--- START Excerpted data ---

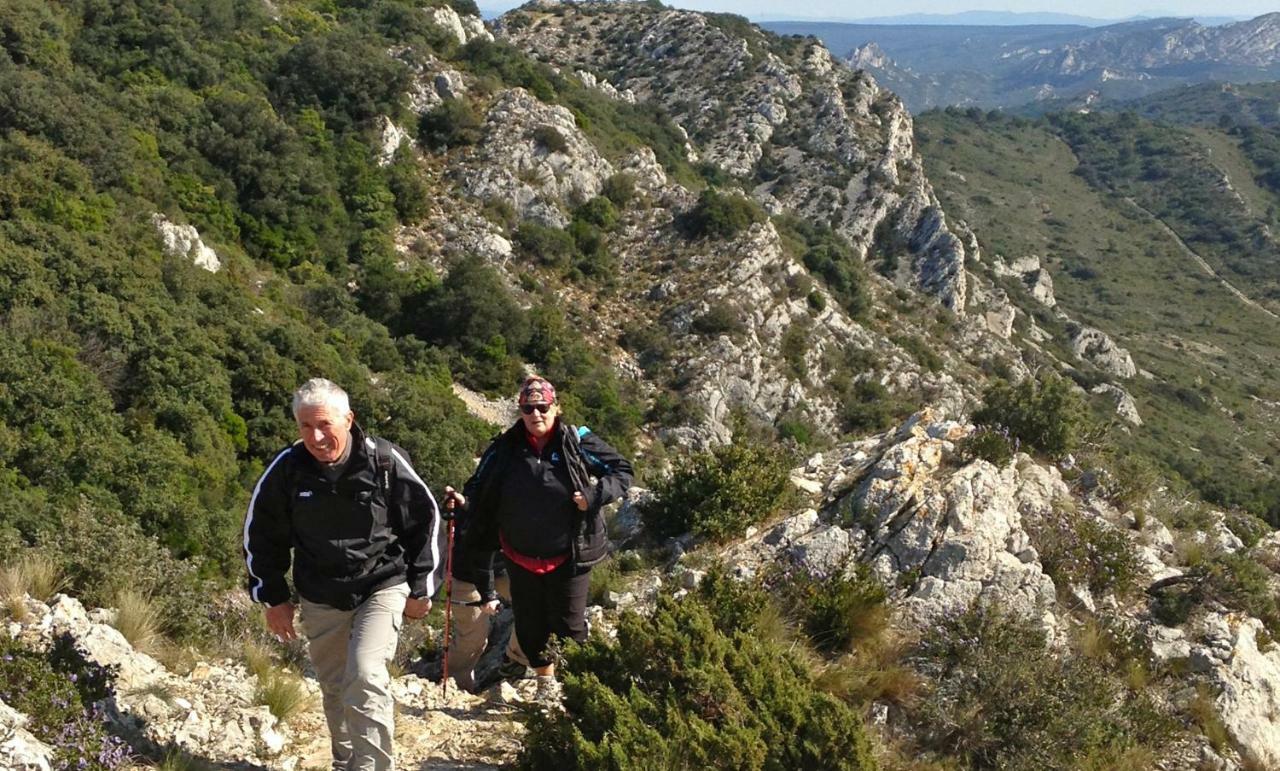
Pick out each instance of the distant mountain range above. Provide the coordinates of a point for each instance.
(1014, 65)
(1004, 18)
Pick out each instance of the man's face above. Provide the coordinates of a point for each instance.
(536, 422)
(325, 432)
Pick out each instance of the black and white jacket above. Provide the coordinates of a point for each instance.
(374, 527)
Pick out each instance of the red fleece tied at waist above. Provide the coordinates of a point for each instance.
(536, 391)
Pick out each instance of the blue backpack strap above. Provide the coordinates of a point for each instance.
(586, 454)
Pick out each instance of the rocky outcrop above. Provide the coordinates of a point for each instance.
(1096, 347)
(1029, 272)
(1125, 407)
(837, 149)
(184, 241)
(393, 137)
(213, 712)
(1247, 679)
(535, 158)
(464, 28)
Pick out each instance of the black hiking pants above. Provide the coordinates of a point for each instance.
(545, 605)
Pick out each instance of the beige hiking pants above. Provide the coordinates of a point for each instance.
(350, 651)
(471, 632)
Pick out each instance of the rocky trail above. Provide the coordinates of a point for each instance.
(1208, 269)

--- END Excerpted data ---
--- START Excerpted data ---

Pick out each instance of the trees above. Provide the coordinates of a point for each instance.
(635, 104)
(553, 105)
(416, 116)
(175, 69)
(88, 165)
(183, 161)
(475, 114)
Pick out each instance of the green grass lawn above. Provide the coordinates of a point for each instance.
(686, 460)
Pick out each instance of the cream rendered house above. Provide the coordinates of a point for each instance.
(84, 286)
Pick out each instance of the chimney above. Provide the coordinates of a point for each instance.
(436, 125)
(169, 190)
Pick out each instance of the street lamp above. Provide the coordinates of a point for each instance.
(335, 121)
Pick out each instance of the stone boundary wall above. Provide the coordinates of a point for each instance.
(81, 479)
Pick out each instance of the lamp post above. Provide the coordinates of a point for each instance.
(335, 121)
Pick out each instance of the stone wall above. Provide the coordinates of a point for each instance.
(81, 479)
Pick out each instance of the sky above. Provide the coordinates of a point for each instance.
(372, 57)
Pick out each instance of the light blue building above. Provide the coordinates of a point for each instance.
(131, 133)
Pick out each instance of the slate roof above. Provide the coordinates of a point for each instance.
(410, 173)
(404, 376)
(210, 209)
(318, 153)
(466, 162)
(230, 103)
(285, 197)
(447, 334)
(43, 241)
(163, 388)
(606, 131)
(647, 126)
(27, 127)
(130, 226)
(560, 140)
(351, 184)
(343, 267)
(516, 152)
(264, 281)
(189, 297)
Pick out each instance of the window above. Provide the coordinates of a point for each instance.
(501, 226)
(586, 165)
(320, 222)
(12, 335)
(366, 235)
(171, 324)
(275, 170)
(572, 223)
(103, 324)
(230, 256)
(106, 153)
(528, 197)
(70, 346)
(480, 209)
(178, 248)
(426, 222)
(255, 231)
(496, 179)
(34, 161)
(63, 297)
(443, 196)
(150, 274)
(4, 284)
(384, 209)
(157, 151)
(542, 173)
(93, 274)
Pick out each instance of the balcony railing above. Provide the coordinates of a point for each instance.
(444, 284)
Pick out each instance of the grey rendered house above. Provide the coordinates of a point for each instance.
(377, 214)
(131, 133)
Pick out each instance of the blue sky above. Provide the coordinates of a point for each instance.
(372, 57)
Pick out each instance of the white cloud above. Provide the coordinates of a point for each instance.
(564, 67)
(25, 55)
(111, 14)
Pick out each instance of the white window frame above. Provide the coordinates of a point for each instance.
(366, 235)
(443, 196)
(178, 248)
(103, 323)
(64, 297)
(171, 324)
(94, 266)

--- END Excerpted data ---
--- START Excerpted data ---

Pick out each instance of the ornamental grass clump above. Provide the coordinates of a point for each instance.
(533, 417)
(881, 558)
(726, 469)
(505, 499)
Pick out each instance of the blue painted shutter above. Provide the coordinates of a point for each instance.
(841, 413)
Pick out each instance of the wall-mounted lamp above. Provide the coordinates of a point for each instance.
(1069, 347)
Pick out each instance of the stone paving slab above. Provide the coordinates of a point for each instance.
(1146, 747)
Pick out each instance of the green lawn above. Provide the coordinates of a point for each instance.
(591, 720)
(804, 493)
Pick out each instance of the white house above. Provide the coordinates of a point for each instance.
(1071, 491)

--- END Excerpted data ---

Aim of the task
Please change "rocky trail" to "dirt path" in the listing from the line with "Pick out each instance of the rocky trail" up to and including the line with "(1208, 269)", and write out only those lines with nothing else altered.

Written reply
Pick out each instance of the dirt path above. Provide the coordinates of a point for each instance.
(1208, 269)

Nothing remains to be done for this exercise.